- **Text under study**
# The Man in the High Castle



## tripplej (Oct 23, 2011)

Amazon released the pilot of the series "The Man in the High Castle" which is based off the book.

It is the story of what if the Axis power won instead of the Allies.

It picks up 20 years after the war and the western coast of the U.S. is controlled by the Japanese and the Eastern coast is controlled by the Germans.

The pilot looks great.. Will see how the series goes. 

Anybody catch it?


----------



## nova (Apr 30, 2006)

Have not watched yet but it does look interesting. I have always liked Philip K. Dick's novels.


----------



## AudiocRaver (Jun 6, 2012)

I am a big Philip Dick fan. Have not seen this, but I will check it out. Thanks.


----------



## nova (Apr 30, 2006)

Okay, watched it. The visuals and cinematography was fantastic but for me the acting was kinda hit or miss. Looks like it could be a very good show.

- **Excerpts from a dataset**
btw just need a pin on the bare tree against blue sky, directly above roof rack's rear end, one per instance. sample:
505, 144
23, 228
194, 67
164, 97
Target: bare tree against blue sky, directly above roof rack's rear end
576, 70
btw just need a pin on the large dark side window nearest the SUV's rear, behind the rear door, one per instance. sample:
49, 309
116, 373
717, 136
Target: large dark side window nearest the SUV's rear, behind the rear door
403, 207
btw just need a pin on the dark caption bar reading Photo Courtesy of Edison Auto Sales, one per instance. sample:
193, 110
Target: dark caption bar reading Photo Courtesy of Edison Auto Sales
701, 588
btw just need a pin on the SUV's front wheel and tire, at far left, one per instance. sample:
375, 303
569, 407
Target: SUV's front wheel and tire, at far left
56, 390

* * *

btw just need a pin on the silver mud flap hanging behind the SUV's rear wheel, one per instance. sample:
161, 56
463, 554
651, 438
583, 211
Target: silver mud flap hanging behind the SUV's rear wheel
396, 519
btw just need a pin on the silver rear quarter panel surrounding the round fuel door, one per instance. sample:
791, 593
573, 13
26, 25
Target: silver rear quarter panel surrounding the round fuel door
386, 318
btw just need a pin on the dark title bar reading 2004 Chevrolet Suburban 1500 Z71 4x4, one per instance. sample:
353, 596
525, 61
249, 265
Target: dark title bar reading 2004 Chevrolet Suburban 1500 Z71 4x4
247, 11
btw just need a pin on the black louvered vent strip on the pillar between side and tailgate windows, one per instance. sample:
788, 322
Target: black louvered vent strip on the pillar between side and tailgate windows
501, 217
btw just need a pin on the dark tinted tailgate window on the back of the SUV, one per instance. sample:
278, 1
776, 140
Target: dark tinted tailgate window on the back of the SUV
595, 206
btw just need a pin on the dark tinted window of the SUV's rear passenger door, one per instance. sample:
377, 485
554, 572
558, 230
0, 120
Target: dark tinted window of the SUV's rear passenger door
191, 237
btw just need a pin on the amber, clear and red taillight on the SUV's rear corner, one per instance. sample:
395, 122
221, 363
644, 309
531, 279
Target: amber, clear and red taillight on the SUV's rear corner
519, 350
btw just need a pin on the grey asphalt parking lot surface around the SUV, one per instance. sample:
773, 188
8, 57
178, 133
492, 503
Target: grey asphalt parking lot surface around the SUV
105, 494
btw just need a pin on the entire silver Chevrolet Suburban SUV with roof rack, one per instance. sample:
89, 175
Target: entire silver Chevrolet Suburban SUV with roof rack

- **Required action 1**
Write out the passage of the forum thread about The Man in the High Castle between "Amazon released the" and "Anybody catch it?", inclusive.
- **Required action 2**
Answer these questions from the forum thread about The Man in the High Castle:
(a) In the series' setting, who controls the western coast of the U.S.?
(b) How many years after the war does the story pick up?
(c) Which aspect of the pilot did nova find hit or miss?
- **Required action 3**
How might the forum thread about The Man in the High Castle go on after its final post? Carry it on from there.

- **Written answer 1**
Amazon released the pilot of the series "The Man in the High Castle" which is based off the book.

It is the story of what if the Axis power won instead of the Allies.

It picks up 20 years after the war and the western coast of the U.S. is controlled by the Japanese and the Eastern coast is controlled by the Germans.

The pilot looks great.. Will see how the series goes. 

Anybody catch it?

- **Written answer 2**
(a) The Japanese.
(b) 20 years.
(c) The acting.

- **Written answer 3**
----------



## tripplej (Oct 23, 2011)

yeah, I agree the visuals and cinematography were great. To me acting was good but then again, I am not a judge or anything. lol. 

From the pilot, it does look like it will be a good series. 

only drawback now is that I have to wait..


----------



## tripplej (Oct 23, 2011)

Just to give update.

This weekend you can watch episode 1 and episode 2.

All episodes will be available November 20, 2015.

The story is very interesting. I will have to check out the book eventually.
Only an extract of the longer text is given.